** Document passage **

Yes, you can lift weights with plantar fasciitis. Upper body training, seated lower body exercises like the leg press, and hip thrusts are all fine. The key is eliminating standing high-impact work and anything that loads the heel directly during flare-ups.
What exercises should you avoid with plantar fasciitis?
Avoid running, box jumps, jump rope, and heavy loaded standing exercises like barbell squats and standing calf raises during flare-ups. These compress the plantar fascia and extend healing time. Replace them with seated and supine alternatives until pain drops below a 3 out of 10.
How long does plantar fasciitis take to heal?
Most cases of plantar fasciitis resolve in 6-18 months with proper treatment. Cases that are actively managed with eccentric heel drops, footwear support, and load modification heal significantly faster than cases that are ignored or trained through at full intensity.

** Problems and tasks **
[1] According to the plantar fasciitis text, how long do most cases take to resolve with proper treatment?
[2] Pick up the plantar fasciitis text after its last sentence and continue it.
The data placed after the plantar fasciitis text plays no role here.

** Data section **
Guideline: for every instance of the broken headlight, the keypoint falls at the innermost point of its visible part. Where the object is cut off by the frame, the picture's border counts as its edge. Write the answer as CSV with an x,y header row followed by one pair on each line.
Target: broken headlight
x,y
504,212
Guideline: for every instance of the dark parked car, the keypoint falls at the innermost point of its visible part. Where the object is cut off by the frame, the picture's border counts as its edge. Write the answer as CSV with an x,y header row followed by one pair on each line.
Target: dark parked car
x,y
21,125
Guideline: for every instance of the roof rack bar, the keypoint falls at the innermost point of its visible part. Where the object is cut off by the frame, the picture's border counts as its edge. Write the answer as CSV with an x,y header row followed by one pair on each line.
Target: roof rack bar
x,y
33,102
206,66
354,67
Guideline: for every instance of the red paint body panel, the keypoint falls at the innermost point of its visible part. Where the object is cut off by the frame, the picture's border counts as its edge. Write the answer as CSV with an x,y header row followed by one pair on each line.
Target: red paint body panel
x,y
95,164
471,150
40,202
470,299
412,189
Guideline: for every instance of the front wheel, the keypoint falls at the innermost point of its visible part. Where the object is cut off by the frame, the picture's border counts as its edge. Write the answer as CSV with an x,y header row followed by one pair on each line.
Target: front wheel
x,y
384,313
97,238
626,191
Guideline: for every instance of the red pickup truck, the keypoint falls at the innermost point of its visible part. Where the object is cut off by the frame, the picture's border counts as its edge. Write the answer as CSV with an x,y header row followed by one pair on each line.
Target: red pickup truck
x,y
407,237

...

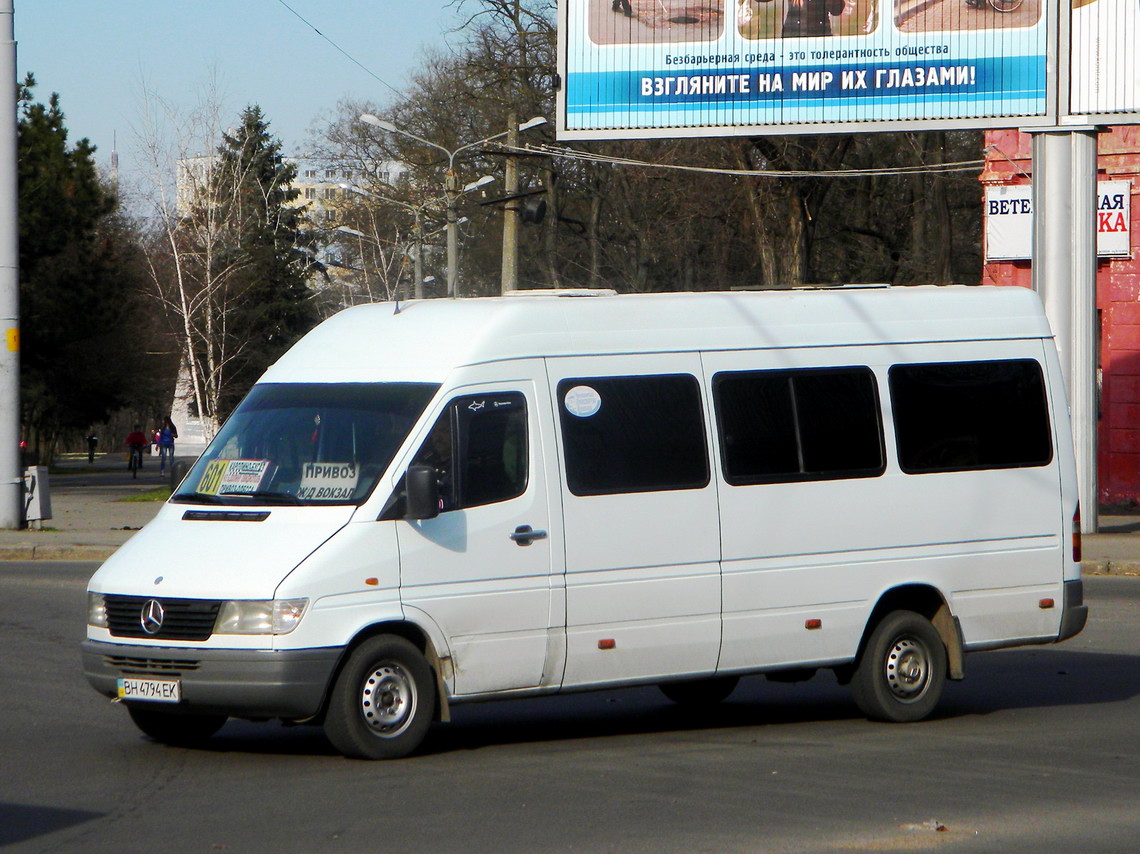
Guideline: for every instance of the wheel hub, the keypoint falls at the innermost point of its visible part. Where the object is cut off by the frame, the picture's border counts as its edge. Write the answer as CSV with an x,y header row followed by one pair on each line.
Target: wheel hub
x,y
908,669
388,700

** Responses for each task **
[1] Most cases resolve in 6-18 months with proper treatment.

[2]
Does stretching help plantar fasciitis?
Stretching provides temporary relief but does not drive healing on its own. Eccentric calf raises and plantar fascia stretching combined are more effective than stretching alone. The strongest evidence is behind the eccentric heel drop protocol, not passive stretching.
Should I stop working out completely if I have plantar fasciitis?
No. Complete rest is not necessary and often counterproductive. Modifying training to remove high-impact loading while keeping upper body work, seated lower body exercises, and non-impact cardio maintains fitness without aggravating the fascia.